Exercise instructions — Output the passage on Rambam Hospital's wartime preparations word for word, starting with "The experience has" up to and including "war with Hezbollah.".

When missiles rained down on northern Israel from Lebanon six years ago, surgeons at Rambam Hospital in Haifa worked, terrified, on the building’s eighth floor.
Earlier that summer, missiles had struck just 20 yards away, endangering the staff and patients of the area’s largest hospital and the central facility for treating soldiers injured in the fighting.
“There wasn’t even a bomb shelter because we thought they’d never bomb a hospital,” said David Ratner, Rambam’s spokesman. “We weren’t ready. The message we got was that we needed to become a hospital that could treat people under attack.”
The experience has pushed Rambam’s wartime operating room a dozen stories down, to the third level of an underground parking garage that will become, should bombs fall again, one of the world’s largest emergency hospitals. At 645,000 square feet, the three stories will house 2,000 medical stations — enough to care not only for those wounded physically or psychologically from the war zone, but also for the most critically ill inpatients and outpatients needing regular treatments like dialysis.
“This changes us from a laid-back hospital to a machine,” said Ratner. “People aren’t going to stop having babies” during a war.
As tensions between Iran and Israel heat up, and amid fears that Syria’s civil war could spill over into Israel, Israeli cities and institutions like Rambam are planning for a potential repeat of the missile fire seen during Israel’s 2006 war with Hezbollah.
Any war with Iran is expected to prompt retaliatory strikes by Hezbollah, the Iranian proxy militia in Lebanon, and possibly by Hamas, which controls Gaza and has received funding and weaponry from the Islamic Republic.

[Dataset entries]
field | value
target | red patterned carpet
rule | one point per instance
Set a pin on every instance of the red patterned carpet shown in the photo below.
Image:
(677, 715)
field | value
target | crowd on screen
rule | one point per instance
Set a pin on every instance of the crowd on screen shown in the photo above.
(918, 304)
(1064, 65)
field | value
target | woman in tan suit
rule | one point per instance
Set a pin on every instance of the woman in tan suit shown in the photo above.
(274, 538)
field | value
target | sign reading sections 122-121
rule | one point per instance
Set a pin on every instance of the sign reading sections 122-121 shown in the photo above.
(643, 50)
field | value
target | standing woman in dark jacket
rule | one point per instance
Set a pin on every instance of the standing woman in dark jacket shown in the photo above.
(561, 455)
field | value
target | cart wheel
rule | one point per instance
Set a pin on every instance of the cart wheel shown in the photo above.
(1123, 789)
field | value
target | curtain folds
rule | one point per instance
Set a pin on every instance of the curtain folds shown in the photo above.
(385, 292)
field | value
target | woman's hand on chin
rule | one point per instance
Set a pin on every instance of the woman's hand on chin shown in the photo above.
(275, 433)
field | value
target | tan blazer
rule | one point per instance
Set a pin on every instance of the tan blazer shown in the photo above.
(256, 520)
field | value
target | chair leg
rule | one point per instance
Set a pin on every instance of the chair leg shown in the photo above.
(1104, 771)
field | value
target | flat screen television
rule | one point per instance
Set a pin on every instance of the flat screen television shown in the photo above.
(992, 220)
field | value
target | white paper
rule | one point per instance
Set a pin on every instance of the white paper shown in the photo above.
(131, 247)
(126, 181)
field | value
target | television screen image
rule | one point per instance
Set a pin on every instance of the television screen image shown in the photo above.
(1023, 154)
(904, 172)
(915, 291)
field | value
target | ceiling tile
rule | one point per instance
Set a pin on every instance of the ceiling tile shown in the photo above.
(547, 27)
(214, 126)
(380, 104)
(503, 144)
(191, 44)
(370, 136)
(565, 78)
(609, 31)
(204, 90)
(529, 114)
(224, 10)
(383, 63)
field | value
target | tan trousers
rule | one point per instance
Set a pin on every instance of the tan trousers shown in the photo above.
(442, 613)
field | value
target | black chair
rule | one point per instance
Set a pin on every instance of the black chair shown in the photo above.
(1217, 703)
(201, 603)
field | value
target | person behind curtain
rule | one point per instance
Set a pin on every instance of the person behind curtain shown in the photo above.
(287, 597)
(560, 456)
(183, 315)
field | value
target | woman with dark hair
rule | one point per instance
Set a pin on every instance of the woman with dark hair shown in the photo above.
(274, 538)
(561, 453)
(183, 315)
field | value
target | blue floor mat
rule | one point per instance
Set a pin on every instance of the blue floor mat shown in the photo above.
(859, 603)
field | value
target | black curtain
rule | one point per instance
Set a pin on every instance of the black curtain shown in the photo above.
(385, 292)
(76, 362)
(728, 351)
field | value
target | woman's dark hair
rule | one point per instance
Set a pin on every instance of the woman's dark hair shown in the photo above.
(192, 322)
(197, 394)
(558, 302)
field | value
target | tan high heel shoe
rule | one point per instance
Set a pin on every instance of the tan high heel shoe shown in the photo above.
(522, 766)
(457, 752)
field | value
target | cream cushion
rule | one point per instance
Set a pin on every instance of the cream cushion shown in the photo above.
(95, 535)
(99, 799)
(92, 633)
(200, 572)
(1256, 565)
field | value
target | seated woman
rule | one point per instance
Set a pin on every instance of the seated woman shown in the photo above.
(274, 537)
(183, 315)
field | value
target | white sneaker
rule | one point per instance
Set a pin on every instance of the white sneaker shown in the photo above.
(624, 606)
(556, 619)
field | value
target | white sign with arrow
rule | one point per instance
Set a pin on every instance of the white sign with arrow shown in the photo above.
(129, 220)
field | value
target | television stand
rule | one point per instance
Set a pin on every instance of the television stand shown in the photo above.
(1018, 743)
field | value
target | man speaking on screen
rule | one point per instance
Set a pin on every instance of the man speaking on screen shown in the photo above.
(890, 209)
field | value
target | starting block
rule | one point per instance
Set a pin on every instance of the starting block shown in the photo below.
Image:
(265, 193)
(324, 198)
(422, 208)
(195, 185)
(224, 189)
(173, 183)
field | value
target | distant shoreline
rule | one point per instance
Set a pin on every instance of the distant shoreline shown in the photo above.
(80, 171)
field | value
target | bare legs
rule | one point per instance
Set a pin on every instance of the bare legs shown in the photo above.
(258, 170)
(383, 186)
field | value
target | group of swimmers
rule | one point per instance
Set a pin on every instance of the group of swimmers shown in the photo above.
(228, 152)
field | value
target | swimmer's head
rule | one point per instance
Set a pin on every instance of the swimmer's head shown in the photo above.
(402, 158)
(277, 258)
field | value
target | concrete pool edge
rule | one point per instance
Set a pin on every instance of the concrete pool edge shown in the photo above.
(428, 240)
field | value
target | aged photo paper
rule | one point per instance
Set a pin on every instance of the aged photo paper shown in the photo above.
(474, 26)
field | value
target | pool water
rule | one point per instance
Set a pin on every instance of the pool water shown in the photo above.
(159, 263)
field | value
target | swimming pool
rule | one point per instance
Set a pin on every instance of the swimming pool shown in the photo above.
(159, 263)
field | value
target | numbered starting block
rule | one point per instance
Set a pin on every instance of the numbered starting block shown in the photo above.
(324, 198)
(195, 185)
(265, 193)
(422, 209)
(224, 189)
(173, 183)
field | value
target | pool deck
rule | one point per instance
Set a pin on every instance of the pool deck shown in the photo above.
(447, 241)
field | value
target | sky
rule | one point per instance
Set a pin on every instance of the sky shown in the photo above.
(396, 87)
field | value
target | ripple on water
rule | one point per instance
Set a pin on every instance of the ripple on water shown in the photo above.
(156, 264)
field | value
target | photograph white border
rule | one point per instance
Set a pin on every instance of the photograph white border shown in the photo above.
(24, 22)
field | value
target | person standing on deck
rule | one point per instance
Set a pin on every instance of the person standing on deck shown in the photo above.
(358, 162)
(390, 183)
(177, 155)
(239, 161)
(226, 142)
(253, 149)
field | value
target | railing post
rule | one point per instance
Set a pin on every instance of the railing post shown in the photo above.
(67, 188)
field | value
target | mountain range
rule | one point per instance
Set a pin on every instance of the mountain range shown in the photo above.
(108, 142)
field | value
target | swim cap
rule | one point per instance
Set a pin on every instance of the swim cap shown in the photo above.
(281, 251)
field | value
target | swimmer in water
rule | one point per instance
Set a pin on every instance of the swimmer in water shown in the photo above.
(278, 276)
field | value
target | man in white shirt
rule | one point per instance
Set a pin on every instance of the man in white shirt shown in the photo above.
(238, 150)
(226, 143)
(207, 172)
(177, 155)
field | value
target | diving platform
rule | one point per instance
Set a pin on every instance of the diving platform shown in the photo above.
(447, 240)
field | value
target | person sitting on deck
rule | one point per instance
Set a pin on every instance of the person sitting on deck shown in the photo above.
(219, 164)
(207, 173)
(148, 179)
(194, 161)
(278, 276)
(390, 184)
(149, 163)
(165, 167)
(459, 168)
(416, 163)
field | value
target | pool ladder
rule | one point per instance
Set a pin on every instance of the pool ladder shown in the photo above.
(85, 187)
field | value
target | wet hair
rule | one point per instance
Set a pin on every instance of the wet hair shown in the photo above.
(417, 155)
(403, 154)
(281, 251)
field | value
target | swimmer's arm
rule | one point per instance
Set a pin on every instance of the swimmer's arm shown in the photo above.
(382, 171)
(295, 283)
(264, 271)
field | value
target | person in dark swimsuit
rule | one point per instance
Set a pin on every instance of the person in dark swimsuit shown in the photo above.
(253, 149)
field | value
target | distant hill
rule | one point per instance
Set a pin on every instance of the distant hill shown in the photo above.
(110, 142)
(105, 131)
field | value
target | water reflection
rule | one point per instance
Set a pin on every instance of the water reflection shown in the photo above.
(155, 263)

Answer to this problem —
The experience has pushed Rambam’s wartime operating room a dozen stories down, to the third level of an underground parking garage that will become, should bombs fall again, one of the world’s largest emergency hospitals. At 645,000 square feet, the three stories will house 2,000 medical stations — enough to care not only for those wounded physically or psychologically from the war zone, but also for the most critically ill inpatients and outpatients needing regular treatments like dialysis.
“This changes us from a laid-back hospital to a machine,” said Ratner. “People aren’t going to stop having babies” during a war.
As tensions between Iran and Israel heat up, and amid fears that Syria’s civil war could spill over into Israel, Israeli cities and institutions like Rambam are planning for a potential repeat of the missile fire seen during Israel’s 2006 war with Hezbollah.